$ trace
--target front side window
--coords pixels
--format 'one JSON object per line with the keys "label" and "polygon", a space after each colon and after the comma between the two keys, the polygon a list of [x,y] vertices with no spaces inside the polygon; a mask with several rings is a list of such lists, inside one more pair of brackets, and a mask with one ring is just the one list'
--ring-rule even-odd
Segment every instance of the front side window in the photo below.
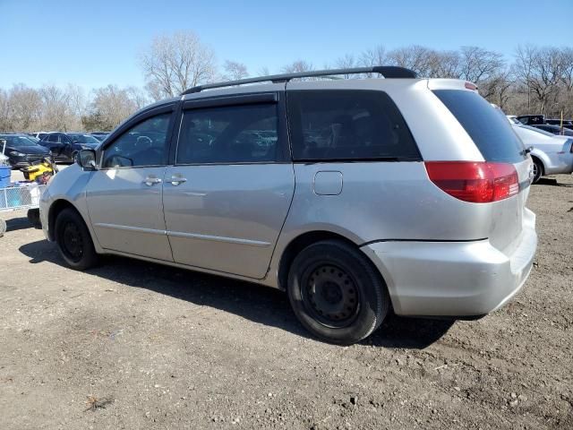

> [Goal] Return every line of the entries above unchanged, omitting the pictures.

> [The completed task]
$ trace
--target front side window
--coords pixels
--format 'one JSON object per line with the keys "label" and "polygon", a space after each colon and after the comma between the two keys, the polygon a list of [x,y] vertices with no spaces inside the polygon; a mask with several rings is a list of such lists, inside one more pair of brackets, and a mask with one ring is just the one list'
--ring-rule even-odd
Segment every instance of the front side window in the photo below.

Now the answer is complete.